=== Your goal ===
The listing below must be returned in full and unchanged, without the images it carries.

※ ※ ※

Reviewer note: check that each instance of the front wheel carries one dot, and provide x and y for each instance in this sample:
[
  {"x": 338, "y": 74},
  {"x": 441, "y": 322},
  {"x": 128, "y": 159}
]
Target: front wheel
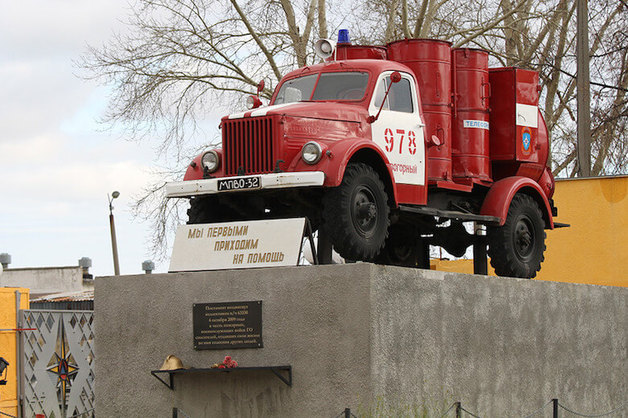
[
  {"x": 356, "y": 214},
  {"x": 516, "y": 248}
]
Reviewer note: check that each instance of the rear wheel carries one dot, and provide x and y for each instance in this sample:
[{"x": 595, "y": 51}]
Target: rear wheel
[
  {"x": 356, "y": 214},
  {"x": 516, "y": 248}
]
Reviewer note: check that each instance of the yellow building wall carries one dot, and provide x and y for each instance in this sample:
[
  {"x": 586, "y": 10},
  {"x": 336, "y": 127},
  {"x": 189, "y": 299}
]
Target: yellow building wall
[
  {"x": 8, "y": 346},
  {"x": 594, "y": 250}
]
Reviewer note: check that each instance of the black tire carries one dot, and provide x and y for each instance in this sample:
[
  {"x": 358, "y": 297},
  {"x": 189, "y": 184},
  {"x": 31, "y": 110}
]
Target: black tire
[
  {"x": 401, "y": 247},
  {"x": 355, "y": 214},
  {"x": 516, "y": 248}
]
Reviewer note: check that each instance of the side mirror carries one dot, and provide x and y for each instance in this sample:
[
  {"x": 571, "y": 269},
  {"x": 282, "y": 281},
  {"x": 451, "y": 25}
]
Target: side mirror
[
  {"x": 395, "y": 77},
  {"x": 253, "y": 102}
]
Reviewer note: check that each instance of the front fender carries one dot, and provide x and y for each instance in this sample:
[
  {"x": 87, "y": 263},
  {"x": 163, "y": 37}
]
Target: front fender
[
  {"x": 499, "y": 197},
  {"x": 336, "y": 156}
]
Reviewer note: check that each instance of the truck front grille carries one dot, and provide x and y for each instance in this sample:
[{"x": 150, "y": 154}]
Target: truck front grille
[{"x": 247, "y": 145}]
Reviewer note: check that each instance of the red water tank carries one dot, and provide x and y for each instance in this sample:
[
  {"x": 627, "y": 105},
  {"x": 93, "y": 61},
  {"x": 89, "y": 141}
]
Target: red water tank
[
  {"x": 470, "y": 150},
  {"x": 354, "y": 52},
  {"x": 430, "y": 60}
]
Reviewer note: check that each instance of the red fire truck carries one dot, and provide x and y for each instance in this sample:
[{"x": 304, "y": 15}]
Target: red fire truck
[{"x": 388, "y": 150}]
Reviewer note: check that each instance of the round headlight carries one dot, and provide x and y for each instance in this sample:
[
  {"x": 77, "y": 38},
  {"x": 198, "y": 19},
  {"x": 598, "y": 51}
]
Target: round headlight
[
  {"x": 210, "y": 161},
  {"x": 311, "y": 153}
]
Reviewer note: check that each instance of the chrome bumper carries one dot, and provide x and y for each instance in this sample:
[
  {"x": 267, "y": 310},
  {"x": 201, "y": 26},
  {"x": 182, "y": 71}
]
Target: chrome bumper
[{"x": 267, "y": 182}]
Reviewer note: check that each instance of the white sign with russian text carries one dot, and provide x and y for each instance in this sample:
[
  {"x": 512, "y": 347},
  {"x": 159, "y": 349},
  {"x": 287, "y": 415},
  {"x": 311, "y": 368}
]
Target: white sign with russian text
[{"x": 237, "y": 245}]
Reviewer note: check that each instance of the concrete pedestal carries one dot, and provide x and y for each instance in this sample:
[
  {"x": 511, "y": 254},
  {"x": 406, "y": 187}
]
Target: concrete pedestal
[{"x": 360, "y": 334}]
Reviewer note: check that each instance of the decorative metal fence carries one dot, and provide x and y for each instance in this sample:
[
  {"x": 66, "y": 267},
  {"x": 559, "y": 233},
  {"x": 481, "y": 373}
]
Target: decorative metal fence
[{"x": 57, "y": 354}]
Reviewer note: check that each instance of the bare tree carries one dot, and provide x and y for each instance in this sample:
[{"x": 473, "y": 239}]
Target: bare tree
[{"x": 184, "y": 59}]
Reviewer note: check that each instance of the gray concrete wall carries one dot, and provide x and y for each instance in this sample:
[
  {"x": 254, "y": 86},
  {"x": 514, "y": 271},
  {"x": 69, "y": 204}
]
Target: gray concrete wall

※ ※ ※

=== Response to this task ===
Reviewer note: check that each instance of the front wheel carries one dot, and provide x and y for each instance in this sample:
[
  {"x": 338, "y": 74},
  {"x": 441, "y": 322},
  {"x": 128, "y": 159}
]
Target: front wheel
[
  {"x": 356, "y": 214},
  {"x": 516, "y": 248}
]
Reviewer note: check that each instance of the rear wheel carries one dot, and provide x and y for each instance in this sample:
[{"x": 595, "y": 51}]
Target: rear wheel
[
  {"x": 356, "y": 214},
  {"x": 516, "y": 248}
]
Reviewer note: check that each instance of the yellow building wall carries one dot, and provide x and y for each instance in this sample:
[
  {"x": 586, "y": 10},
  {"x": 336, "y": 127},
  {"x": 189, "y": 299}
]
Target: yellow building wall
[
  {"x": 8, "y": 346},
  {"x": 594, "y": 250}
]
Reviewer note: check that each instance of the black tire carries one dot, and provide x and y for each instance in this sample:
[
  {"x": 358, "y": 297},
  {"x": 189, "y": 184},
  {"x": 31, "y": 110}
]
Target: black tire
[
  {"x": 401, "y": 247},
  {"x": 355, "y": 214},
  {"x": 516, "y": 248}
]
Reviewer note: check that each instance of the side mirror carries one dot, and provide x and y for each instance in this sample:
[
  {"x": 571, "y": 269},
  {"x": 282, "y": 281},
  {"x": 451, "y": 25}
]
Target: side mirror
[
  {"x": 395, "y": 77},
  {"x": 253, "y": 102}
]
Reviewer note: check that each instance of the front fender carries one dot, and provide x and y for each instance in this sample:
[
  {"x": 87, "y": 263},
  {"x": 163, "y": 37}
]
Target: front fender
[
  {"x": 499, "y": 197},
  {"x": 336, "y": 156}
]
Reviewer note: check that each instance of the truck front grille carries one dot, and provide x and y for each instance in this sample:
[{"x": 150, "y": 154}]
Target: truck front grille
[{"x": 247, "y": 145}]
Reviewer note: check that each instance of the red water tank carries one dot, and provide x and y for each instance in this sample:
[
  {"x": 627, "y": 105},
  {"x": 93, "y": 61},
  {"x": 89, "y": 141}
]
Target: red water tank
[
  {"x": 470, "y": 150},
  {"x": 354, "y": 52},
  {"x": 430, "y": 60}
]
Reviewer note: check that each instance of the red fire truck carries one dot, and provide x and y for each instance in this sample:
[{"x": 304, "y": 15}]
Target: red fire truck
[{"x": 388, "y": 150}]
Reviewer note: check that each instance of the round headlight carries one dot, and provide x and y for each instance in this sample:
[
  {"x": 77, "y": 38},
  {"x": 198, "y": 19},
  {"x": 598, "y": 51}
]
Target: round headlight
[
  {"x": 210, "y": 161},
  {"x": 311, "y": 153}
]
Reviewer note: check that each instance of the chrome bumper carries one dot, and provide x and y for each instance in this sample:
[
  {"x": 267, "y": 310},
  {"x": 201, "y": 26},
  {"x": 182, "y": 71}
]
Target: chrome bumper
[{"x": 267, "y": 182}]
Reviewer note: check that each instance of the white sign with russian text carries one dot, and provide x and y for each instance in this sample:
[
  {"x": 512, "y": 347},
  {"x": 159, "y": 349},
  {"x": 287, "y": 415},
  {"x": 311, "y": 368}
]
Target: white sign with russian text
[{"x": 237, "y": 245}]
Reviewer note: check that each instance of the concrete pedestal carries one dot, and provide x and y for each instance in this sample:
[
  {"x": 511, "y": 254},
  {"x": 406, "y": 187}
]
Target: concrete pedestal
[{"x": 360, "y": 334}]
Reviewer note: check that each instance of the decorative metal fence carries one dot, and provide x and y for each instance in this sample:
[
  {"x": 66, "y": 267},
  {"x": 559, "y": 233},
  {"x": 481, "y": 373}
]
Target: decorative metal fence
[{"x": 57, "y": 354}]
Reviewer note: check that each instance of the bare tree carries one dot, and provide x and y for each instance in this sample:
[{"x": 473, "y": 239}]
Target: bare tree
[{"x": 184, "y": 59}]
Reviewer note: check that each instance of the gray concrete wall carries one dot, and provide x and y for each instance in this sample:
[
  {"x": 254, "y": 86},
  {"x": 514, "y": 271},
  {"x": 69, "y": 204}
]
Target: gray concrete wall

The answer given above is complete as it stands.